━━━━━ EXTRACTED DATA

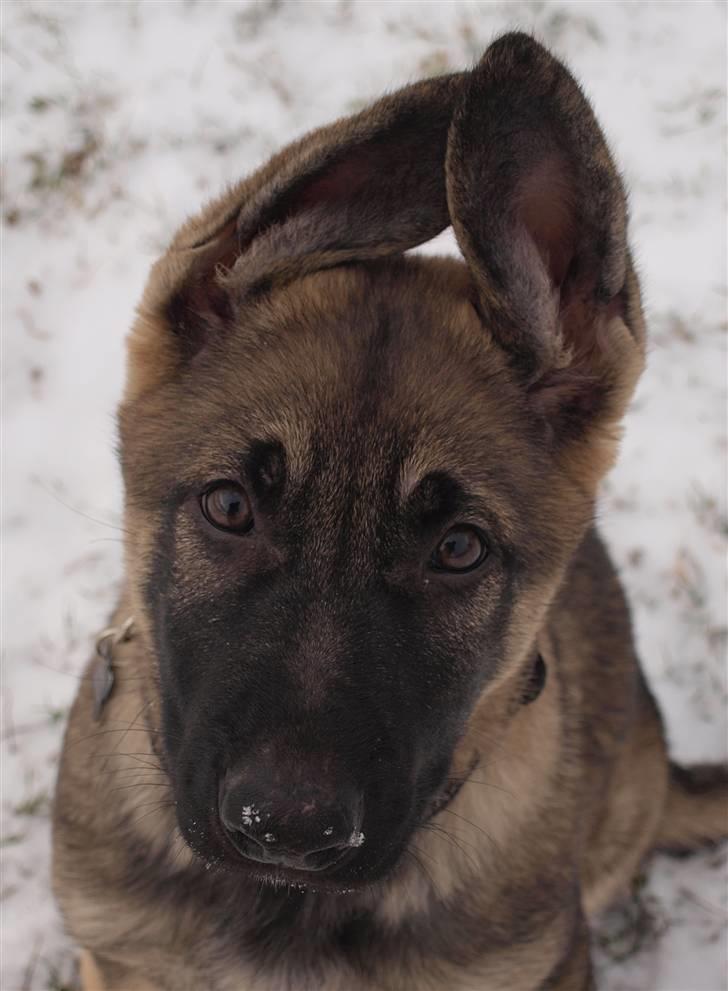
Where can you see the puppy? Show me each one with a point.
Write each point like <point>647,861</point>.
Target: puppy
<point>370,715</point>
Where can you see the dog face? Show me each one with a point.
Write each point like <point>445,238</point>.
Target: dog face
<point>354,478</point>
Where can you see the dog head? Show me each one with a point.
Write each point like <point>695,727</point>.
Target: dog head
<point>354,478</point>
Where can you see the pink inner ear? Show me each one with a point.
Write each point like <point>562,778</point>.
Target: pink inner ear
<point>343,182</point>
<point>546,210</point>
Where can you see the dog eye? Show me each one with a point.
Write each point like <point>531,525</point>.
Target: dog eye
<point>462,549</point>
<point>227,507</point>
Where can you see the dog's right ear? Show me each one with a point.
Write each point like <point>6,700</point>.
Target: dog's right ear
<point>366,186</point>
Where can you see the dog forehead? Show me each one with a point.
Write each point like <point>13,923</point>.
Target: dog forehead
<point>393,353</point>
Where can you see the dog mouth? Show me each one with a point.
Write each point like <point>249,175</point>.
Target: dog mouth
<point>355,869</point>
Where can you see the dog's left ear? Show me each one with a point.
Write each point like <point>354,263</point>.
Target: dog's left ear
<point>539,212</point>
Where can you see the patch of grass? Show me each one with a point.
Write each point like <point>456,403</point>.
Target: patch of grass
<point>632,927</point>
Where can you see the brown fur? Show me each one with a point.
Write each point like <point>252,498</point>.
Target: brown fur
<point>286,311</point>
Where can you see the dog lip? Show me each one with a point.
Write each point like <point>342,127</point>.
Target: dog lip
<point>449,792</point>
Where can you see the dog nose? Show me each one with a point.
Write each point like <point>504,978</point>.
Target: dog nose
<point>301,827</point>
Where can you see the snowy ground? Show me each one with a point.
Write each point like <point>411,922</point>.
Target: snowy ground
<point>120,118</point>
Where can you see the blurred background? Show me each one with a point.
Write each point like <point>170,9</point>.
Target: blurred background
<point>119,119</point>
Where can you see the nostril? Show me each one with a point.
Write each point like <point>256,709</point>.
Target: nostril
<point>302,831</point>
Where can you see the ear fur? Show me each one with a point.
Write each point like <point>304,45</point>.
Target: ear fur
<point>366,186</point>
<point>540,214</point>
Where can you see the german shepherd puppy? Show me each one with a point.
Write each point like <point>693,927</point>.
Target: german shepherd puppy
<point>379,723</point>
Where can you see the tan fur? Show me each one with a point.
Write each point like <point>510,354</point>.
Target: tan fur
<point>270,318</point>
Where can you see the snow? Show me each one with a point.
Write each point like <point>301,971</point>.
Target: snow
<point>121,118</point>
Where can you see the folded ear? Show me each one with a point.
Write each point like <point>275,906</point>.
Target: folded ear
<point>539,212</point>
<point>368,185</point>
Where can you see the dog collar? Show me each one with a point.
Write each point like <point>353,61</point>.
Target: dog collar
<point>103,676</point>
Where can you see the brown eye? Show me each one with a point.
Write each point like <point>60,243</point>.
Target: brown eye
<point>461,549</point>
<point>227,507</point>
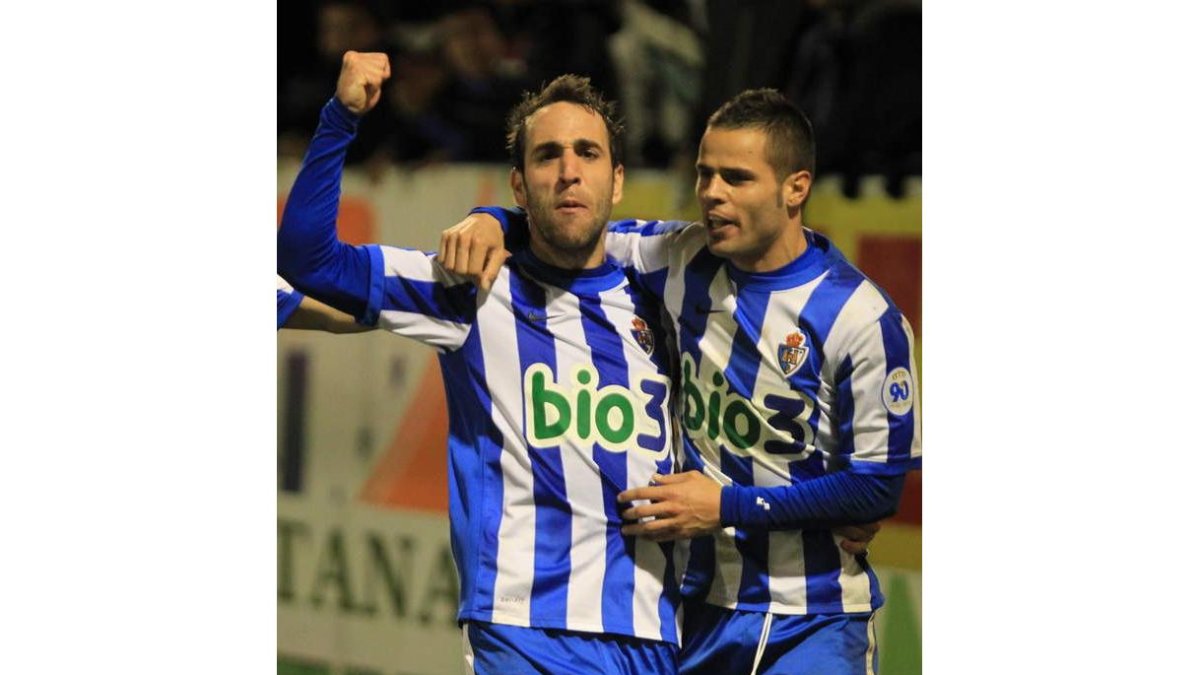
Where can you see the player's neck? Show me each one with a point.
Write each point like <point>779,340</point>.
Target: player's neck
<point>786,248</point>
<point>565,258</point>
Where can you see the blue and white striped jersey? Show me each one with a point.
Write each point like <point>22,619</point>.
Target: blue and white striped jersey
<point>786,376</point>
<point>557,389</point>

━━━━━━━━━━

▸ TASK DETAILS: Restate the whole of the material word for word without the pictures.

▸ TASK ANSWER:
Where can you see the puppy? Show me each one with a point.
Write each point like <point>647,861</point>.
Target: puppy
<point>370,715</point>
Where can you see the dog face? Show me each one with a point.
Write each point like <point>445,238</point>.
Target: dog face
<point>354,478</point>
Where can you see the dog head? Show me each one with a point.
Write each point like <point>695,727</point>.
Target: dog head
<point>354,478</point>
Where can you see the pink inner ear? Show me each one with a point.
Write each point like <point>562,778</point>.
Target: pink inner ear
<point>343,182</point>
<point>546,210</point>
Where can you see the dog eye? Show me each one with a point.
Write each point like <point>531,525</point>.
Target: dog eye
<point>462,549</point>
<point>227,507</point>
Where can you see the dog's right ear? Show me each one with a point.
Write each point like <point>6,700</point>.
Target: dog's right ear
<point>366,186</point>
Where can you see the dog forehead? Show me each one with a point.
Write each point like <point>13,923</point>.
Target: dog forehead
<point>393,353</point>
Where can you see the dog mouth? Show me each one with a point.
Write each point like <point>249,175</point>.
Target: dog mouth
<point>355,869</point>
Where can you see the dog's left ear? Show me each one with a point.
Write each point like <point>354,263</point>.
Target: dog's left ear
<point>539,212</point>
Where can you see the patch of grass? Show me each one with a point.
Write each point like <point>456,403</point>.
Target: patch of grass
<point>632,927</point>
Where can you see the brown fur? Show me each one with a point.
Write each point like <point>252,498</point>.
Target: brown fur
<point>286,311</point>
Where can you see the dog lip? Show me each one with a point.
Write each point like <point>342,127</point>.
Target: dog lip
<point>449,792</point>
Where can you see the dog nose? Show me each one with a point.
Write each point like <point>504,978</point>.
Target: dog nose
<point>301,827</point>
Where can you see the snowy ground? Show me each one with a point.
Write each point like <point>411,922</point>.
Target: snowy ground
<point>120,118</point>
Where can you see the blurred background? Show me each one with a point.
Write each point like <point>170,9</point>.
Target: blurred background
<point>119,119</point>
Where can you see the nostril? Show me each one with a point.
Write each point like <point>256,709</point>.
Target: nostril
<point>302,831</point>
Where can you see the ear fur? Show me each one with a point.
Write each point like <point>304,45</point>.
Target: ear fur
<point>366,186</point>
<point>540,214</point>
Where can you see the german shepherd puppy? Show me each one with a point.
Write each point like <point>693,927</point>.
Target: german shepherd puppy
<point>379,723</point>
Where can you see the tan fur? Show me each one with a point.
Write each point like <point>510,354</point>.
Target: tan fur
<point>270,318</point>
Where can you see the snow? Show me each one with a point.
Write each point like <point>301,971</point>.
Target: snow
<point>121,118</point>
Where can you see the folded ear? Show me each one with a point.
Write each point like <point>275,906</point>.
Target: folded ear
<point>539,212</point>
<point>368,185</point>
Where can you see the dog collar? Show me each one with a point.
Write each point like <point>353,61</point>.
Target: dog collar
<point>103,676</point>
Where can you see the brown eye? Show me each one with a point.
Write each point like <point>60,243</point>.
Target: brown eye
<point>461,549</point>
<point>227,507</point>
Where can you see the player's neck? Show me each one with a point.
Write each point like <point>779,340</point>.
Target: player's neck
<point>786,248</point>
<point>565,258</point>
Where can you see the blue and white striped jersey? Show me each one with a point.
Write each point like <point>22,619</point>.
Target: blue and white striped jersey
<point>786,376</point>
<point>557,389</point>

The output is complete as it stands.